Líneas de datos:
/---

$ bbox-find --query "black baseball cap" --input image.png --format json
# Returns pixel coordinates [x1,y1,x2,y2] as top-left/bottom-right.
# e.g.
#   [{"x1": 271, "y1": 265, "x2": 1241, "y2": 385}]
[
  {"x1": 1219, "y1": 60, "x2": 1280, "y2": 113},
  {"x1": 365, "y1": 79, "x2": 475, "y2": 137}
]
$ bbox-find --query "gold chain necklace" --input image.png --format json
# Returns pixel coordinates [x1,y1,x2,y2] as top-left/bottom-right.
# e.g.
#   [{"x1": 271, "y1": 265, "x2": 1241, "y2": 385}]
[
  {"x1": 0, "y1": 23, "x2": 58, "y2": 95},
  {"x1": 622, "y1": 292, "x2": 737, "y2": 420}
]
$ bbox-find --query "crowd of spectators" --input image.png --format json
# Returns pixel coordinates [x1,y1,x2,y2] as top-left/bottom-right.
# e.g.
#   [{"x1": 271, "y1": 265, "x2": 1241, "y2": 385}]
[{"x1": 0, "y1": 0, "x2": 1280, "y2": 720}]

\---

Indica todas las líneas del listado de arriba que contienen la palabra "image", copiándolas tal como aparecen. Ten en cuenta las mayúsculas y minúsculas.

$ bbox-find --query "black baseball cap" --input image.png --format json
$ bbox-find --query "gold chain necklace" --input image.png --format json
$ bbox-find --query "crowd of spectators" --input image.png --format json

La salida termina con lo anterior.